* Data shown:
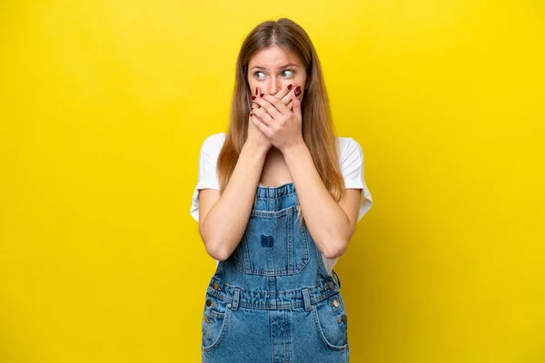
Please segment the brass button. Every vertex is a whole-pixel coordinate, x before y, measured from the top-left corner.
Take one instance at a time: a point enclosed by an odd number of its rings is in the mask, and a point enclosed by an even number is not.
[[[329,289],[333,289],[335,287],[335,284],[333,283],[333,281],[329,281],[327,283],[327,285],[325,285],[325,288],[323,288],[324,290]]]

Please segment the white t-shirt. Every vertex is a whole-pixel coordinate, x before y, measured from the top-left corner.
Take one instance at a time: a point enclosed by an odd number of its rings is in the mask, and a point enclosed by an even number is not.
[[[225,132],[213,133],[208,136],[201,146],[199,157],[198,182],[193,194],[191,215],[199,221],[199,190],[220,190],[219,180],[216,173],[216,162],[223,142]],[[346,189],[362,189],[358,221],[371,209],[372,199],[367,188],[364,178],[363,152],[362,147],[351,137],[338,137],[341,151],[341,172],[344,179]],[[261,183],[259,186],[263,186]],[[330,275],[338,259],[327,259],[322,255],[323,264]],[[216,260],[216,265],[219,260]]]

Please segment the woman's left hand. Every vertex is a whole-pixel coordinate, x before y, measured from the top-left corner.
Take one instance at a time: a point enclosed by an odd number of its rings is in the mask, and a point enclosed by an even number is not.
[[[291,147],[304,143],[302,133],[301,101],[292,92],[292,110],[270,94],[257,97],[253,102],[261,106],[252,110],[252,122],[282,153]]]

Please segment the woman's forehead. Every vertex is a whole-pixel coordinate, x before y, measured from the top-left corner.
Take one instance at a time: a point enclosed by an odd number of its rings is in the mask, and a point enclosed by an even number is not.
[[[290,51],[279,46],[262,49],[250,58],[248,67],[279,68],[285,65],[301,65],[299,59]]]

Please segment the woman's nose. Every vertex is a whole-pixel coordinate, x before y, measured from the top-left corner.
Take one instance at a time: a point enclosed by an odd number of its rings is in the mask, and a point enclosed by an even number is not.
[[[280,83],[276,79],[272,78],[269,82],[269,94],[276,94],[280,91]]]

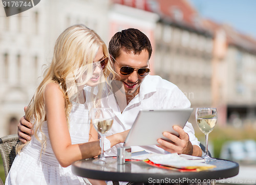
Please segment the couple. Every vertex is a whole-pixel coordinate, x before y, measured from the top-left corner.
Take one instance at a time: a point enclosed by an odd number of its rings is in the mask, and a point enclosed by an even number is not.
[[[100,152],[99,142],[85,115],[91,106],[86,101],[101,102],[104,94],[108,96],[100,104],[110,106],[116,114],[106,140],[110,147],[116,145],[106,151],[111,155],[116,155],[117,147],[124,142],[126,130],[131,128],[139,109],[190,107],[190,102],[176,86],[159,77],[146,76],[152,49],[141,32],[130,29],[117,33],[110,42],[109,50],[112,61],[108,62],[105,44],[92,30],[82,25],[69,28],[60,35],[52,63],[26,111],[26,119],[33,123],[34,133],[28,144],[18,147],[18,152],[22,150],[8,174],[8,184],[89,182],[88,179],[73,175],[69,166]],[[84,85],[97,85],[100,89],[106,83],[99,82],[104,81],[111,84],[104,92],[98,90],[91,97],[90,93],[88,96],[88,90],[82,90]],[[118,82],[123,85],[122,88]],[[109,93],[111,91],[115,93]],[[20,121],[28,128],[32,127],[24,119]],[[28,136],[24,132],[33,133],[22,124],[19,127],[22,137]],[[159,139],[158,146],[144,149],[201,155],[191,124],[187,123],[184,130],[178,127],[174,129],[179,137],[163,133],[174,143]],[[132,148],[132,151],[139,150],[141,148]]]

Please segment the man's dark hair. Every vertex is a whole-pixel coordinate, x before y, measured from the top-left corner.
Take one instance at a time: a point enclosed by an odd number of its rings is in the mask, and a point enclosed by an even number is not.
[[[129,28],[116,33],[111,38],[109,44],[109,52],[112,59],[120,55],[120,50],[139,54],[144,50],[148,52],[148,59],[152,53],[152,47],[150,39],[138,29]],[[115,62],[115,60],[113,60]]]

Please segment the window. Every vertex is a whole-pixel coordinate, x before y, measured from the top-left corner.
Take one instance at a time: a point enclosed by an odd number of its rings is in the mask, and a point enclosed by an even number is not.
[[[38,70],[38,59],[37,56],[35,56],[34,57],[34,71],[35,72],[35,73],[34,73],[34,77],[33,78],[35,79],[37,79],[38,78],[38,74],[37,74],[37,71]]]
[[[10,11],[10,8],[8,7],[6,7],[6,15],[9,14],[9,11]],[[9,31],[10,30],[10,18],[9,17],[5,17],[5,30]]]
[[[169,42],[172,39],[172,28],[169,25],[164,25],[163,28],[163,40],[166,42]]]
[[[35,33],[36,34],[38,34],[38,12],[35,12]]]
[[[18,9],[18,12],[19,13],[17,15],[18,16],[18,32],[22,32],[22,16],[20,15],[20,12],[22,12],[22,9],[21,8],[19,8]]]
[[[181,20],[183,19],[183,13],[178,7],[172,7],[170,12],[176,20]]]
[[[20,55],[17,55],[17,80],[18,82],[20,81],[21,78],[21,63],[20,63]]]
[[[187,31],[183,31],[181,37],[181,44],[183,47],[186,47],[189,42],[189,33]]]
[[[8,71],[9,71],[9,55],[8,53],[5,53],[4,54],[4,73],[5,75],[4,75],[4,77],[5,79],[7,80],[8,79]]]

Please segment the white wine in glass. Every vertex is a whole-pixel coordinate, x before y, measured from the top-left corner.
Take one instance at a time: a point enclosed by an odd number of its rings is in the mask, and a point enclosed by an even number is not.
[[[216,108],[197,108],[196,119],[200,130],[205,135],[205,163],[216,160],[209,156],[208,137],[217,122],[217,109]]]
[[[90,111],[91,121],[98,133],[100,135],[101,143],[101,153],[99,159],[93,161],[100,165],[106,163],[106,159],[104,156],[104,140],[105,134],[110,130],[114,120],[114,113],[110,108],[95,108]]]

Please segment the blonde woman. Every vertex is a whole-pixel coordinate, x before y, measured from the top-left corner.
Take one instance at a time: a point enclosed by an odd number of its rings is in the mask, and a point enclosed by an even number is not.
[[[17,147],[6,184],[89,182],[73,174],[70,165],[100,153],[99,140],[88,142],[90,125],[86,102],[97,106],[101,84],[105,84],[107,77],[114,76],[109,57],[104,42],[84,25],[72,26],[60,34],[52,62],[26,111],[35,134],[30,142]],[[97,95],[86,97],[90,92],[84,93],[85,85],[98,85]],[[91,137],[97,138],[96,133],[92,131]],[[126,133],[106,138],[112,147],[123,143]]]

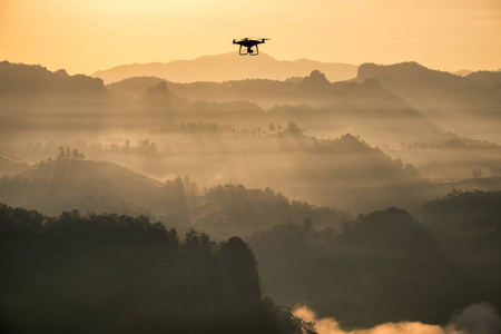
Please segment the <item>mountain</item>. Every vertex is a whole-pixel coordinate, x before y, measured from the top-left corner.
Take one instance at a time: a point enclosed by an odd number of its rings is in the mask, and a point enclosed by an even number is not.
[[[474,72],[460,77],[425,68],[418,62],[390,66],[363,63],[358,67],[356,80],[377,79],[384,87],[412,102],[458,102],[478,107],[478,104],[501,104],[499,89],[485,87],[487,82],[501,81],[499,76],[498,72]]]
[[[68,76],[66,70],[49,71],[39,65],[0,62],[2,100],[96,101],[108,97],[99,78]]]
[[[31,164],[0,151],[0,175],[11,175],[23,171],[31,167]]]
[[[116,164],[60,159],[2,179],[0,202],[53,215],[71,208],[145,214],[141,207],[158,207],[160,186]]]
[[[158,77],[169,81],[228,81],[249,78],[285,80],[304,77],[318,69],[331,81],[348,80],[356,76],[357,66],[335,62],[320,62],[307,59],[295,61],[276,60],[266,53],[258,57],[240,57],[235,52],[204,56],[193,60],[170,62],[132,63],[99,70],[92,77],[106,84],[132,77]]]

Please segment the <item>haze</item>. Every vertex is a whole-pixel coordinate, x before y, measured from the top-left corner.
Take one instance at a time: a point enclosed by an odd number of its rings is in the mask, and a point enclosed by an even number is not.
[[[279,60],[501,67],[495,0],[3,0],[0,8],[2,59],[70,73],[225,53],[246,36],[273,38],[265,50]]]
[[[0,333],[501,333],[500,4],[102,2],[2,2]]]

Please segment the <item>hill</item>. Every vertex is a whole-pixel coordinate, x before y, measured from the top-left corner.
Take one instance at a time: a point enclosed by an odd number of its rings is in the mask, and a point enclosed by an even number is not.
[[[0,97],[36,100],[90,101],[108,97],[99,78],[68,76],[66,70],[49,71],[39,65],[0,62]]]
[[[2,333],[305,333],[264,298],[254,254],[144,216],[0,204]],[[29,301],[29,302],[28,302]],[[307,333],[314,333],[310,331]]]
[[[266,53],[258,57],[240,57],[236,52],[204,56],[193,60],[170,62],[122,65],[99,70],[92,77],[106,84],[132,77],[158,77],[169,81],[228,81],[249,78],[285,80],[289,77],[304,77],[318,69],[331,81],[348,80],[356,76],[356,66],[347,63],[320,62],[307,59],[295,61],[276,60]]]
[[[50,160],[0,183],[0,200],[45,214],[82,212],[149,214],[157,208],[159,181],[110,163]],[[143,208],[141,208],[143,207]]]
[[[465,77],[432,70],[416,62],[402,62],[390,66],[363,63],[356,76],[358,81],[377,79],[384,87],[412,101],[431,105],[444,100],[472,105],[500,104],[495,87],[489,84],[501,82],[498,72],[473,72]],[[430,101],[431,100],[431,101]],[[439,105],[440,106],[440,105]]]

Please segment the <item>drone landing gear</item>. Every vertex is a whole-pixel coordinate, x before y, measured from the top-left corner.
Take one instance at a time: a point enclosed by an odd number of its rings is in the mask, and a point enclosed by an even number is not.
[[[257,55],[259,55],[259,48],[257,46],[247,47],[247,52],[244,52],[244,53],[242,52],[242,47],[243,46],[240,46],[240,49],[238,51],[240,56],[247,56],[247,55],[257,56]],[[253,50],[253,47],[256,47],[256,51]]]

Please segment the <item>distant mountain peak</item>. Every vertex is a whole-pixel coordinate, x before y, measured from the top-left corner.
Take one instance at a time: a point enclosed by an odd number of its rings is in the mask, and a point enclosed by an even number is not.
[[[312,86],[312,87],[321,87],[321,86],[331,86],[331,81],[327,80],[324,73],[320,70],[313,70],[310,76],[305,77],[303,81],[301,81],[303,86]]]
[[[134,63],[97,71],[105,82],[118,82],[132,77],[157,77],[170,82],[232,81],[245,79],[285,80],[305,77],[320,70],[330,81],[353,79],[357,66],[347,63],[318,62],[313,60],[277,60],[259,52],[257,57],[240,57],[238,52],[203,56],[191,60],[169,62]]]

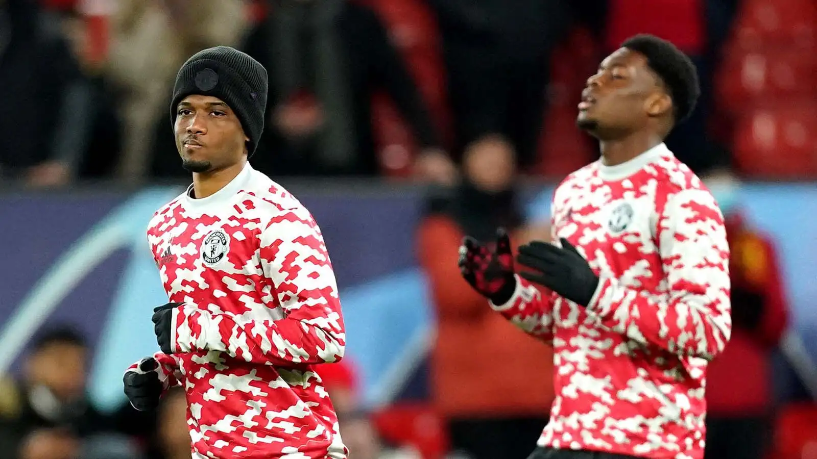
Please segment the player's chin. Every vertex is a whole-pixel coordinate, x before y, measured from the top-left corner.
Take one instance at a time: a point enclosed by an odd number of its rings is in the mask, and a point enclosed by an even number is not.
[[[576,117],[576,126],[583,131],[593,131],[599,127],[599,122],[587,114],[587,111],[578,112],[578,116]]]
[[[181,167],[189,172],[207,172],[212,169],[209,161],[196,161],[189,158],[181,158]]]

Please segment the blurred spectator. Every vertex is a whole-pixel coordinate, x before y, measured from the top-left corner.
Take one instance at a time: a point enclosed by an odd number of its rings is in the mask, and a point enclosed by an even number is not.
[[[122,124],[117,101],[103,73],[104,56],[89,50],[95,24],[80,10],[78,0],[47,0],[53,22],[65,38],[81,74],[67,88],[69,113],[62,117],[63,149],[78,152],[72,172],[80,178],[113,173],[122,149]]]
[[[170,127],[176,73],[202,49],[237,46],[246,25],[242,0],[120,0],[107,67],[122,91],[120,179],[144,180],[152,163],[158,175],[182,171]],[[154,141],[157,131],[168,133],[158,139],[159,148]]]
[[[726,218],[731,259],[732,336],[707,372],[707,458],[761,459],[771,443],[772,351],[788,307],[775,246],[740,214],[739,182],[705,180]]]
[[[87,347],[74,330],[38,338],[23,381],[7,381],[0,406],[0,451],[19,459],[125,459],[130,443],[105,435],[106,418],[86,395]]]
[[[266,154],[275,175],[377,175],[372,95],[386,90],[413,128],[422,172],[453,181],[456,168],[411,74],[379,16],[357,1],[281,0],[247,51],[270,72]]]
[[[35,186],[69,181],[83,154],[81,74],[48,20],[30,0],[0,0],[0,99],[14,107],[0,117],[0,176]]]
[[[466,149],[463,169],[458,188],[431,199],[418,233],[418,256],[437,313],[434,402],[448,421],[453,449],[476,459],[525,457],[547,423],[552,350],[491,310],[466,283],[457,268],[458,248],[466,234],[493,240],[498,226],[507,229],[514,244],[547,238],[525,234],[507,140],[475,142]]]
[[[552,50],[572,23],[567,0],[431,0],[448,68],[458,151],[484,136],[534,160]]]

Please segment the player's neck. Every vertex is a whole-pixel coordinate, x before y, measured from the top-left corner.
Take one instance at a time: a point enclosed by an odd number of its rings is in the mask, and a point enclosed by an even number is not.
[[[247,160],[212,172],[193,173],[194,198],[201,199],[217,193],[233,180],[244,168]]]
[[[659,136],[636,133],[615,140],[600,140],[601,163],[617,166],[639,156],[663,141]]]

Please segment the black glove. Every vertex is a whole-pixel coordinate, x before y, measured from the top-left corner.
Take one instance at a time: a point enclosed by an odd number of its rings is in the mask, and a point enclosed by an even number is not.
[[[494,305],[507,303],[516,288],[511,239],[502,228],[497,230],[493,250],[470,236],[463,238],[458,265],[465,280]]]
[[[154,308],[154,315],[150,318],[154,323],[154,332],[156,333],[156,342],[159,349],[165,354],[172,354],[170,343],[173,338],[173,310],[182,303],[167,303]]]
[[[143,359],[138,368],[125,372],[122,378],[125,395],[139,411],[150,411],[158,406],[163,386],[158,379],[158,362],[153,357]]]
[[[541,241],[519,247],[516,261],[534,271],[519,275],[544,285],[577,305],[587,306],[596,293],[599,277],[576,247],[565,238],[560,241],[561,247]]]

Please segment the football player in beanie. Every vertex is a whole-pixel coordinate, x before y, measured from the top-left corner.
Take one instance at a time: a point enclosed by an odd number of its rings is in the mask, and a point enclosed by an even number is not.
[[[169,302],[152,310],[161,351],[126,371],[125,394],[151,410],[181,384],[194,457],[346,458],[315,372],[346,345],[324,238],[248,161],[266,96],[266,70],[230,47],[179,70],[171,121],[193,183],[148,227]]]

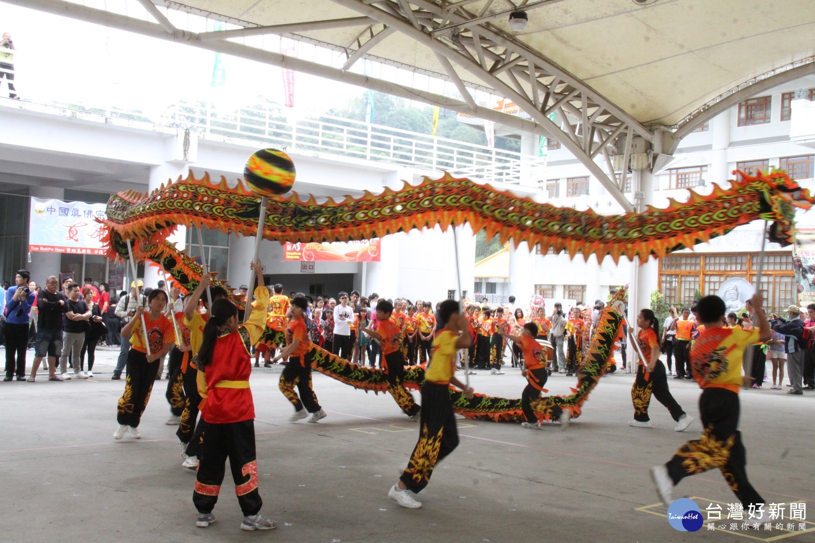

* Stated task:
Rescale the part of the material that opens with the line containing "Please segment the football" and closes at the end of the material, repeating the requests as they stand and multiplying every vertex coordinate in the answers by 0.45, rounded to whole numbers with halves going up. Give only that part, and leave the pictures out.

* Answer to the problem:
Please segment the football player in beanie. Every vertex is a whole-pixel coordinate, x before y, measured from the top-left corner.
Take one instance at a time: a point enclosed by an odd number of its rings is in the mask, and a point enclosed by an even number is not.
[[[76,136],[68,140],[72,158],[57,167],[56,177],[68,185],[81,173],[87,206],[156,206],[142,167],[156,155],[146,107],[112,72],[120,43],[120,32],[104,21],[81,32],[77,54],[87,82],[67,102]]]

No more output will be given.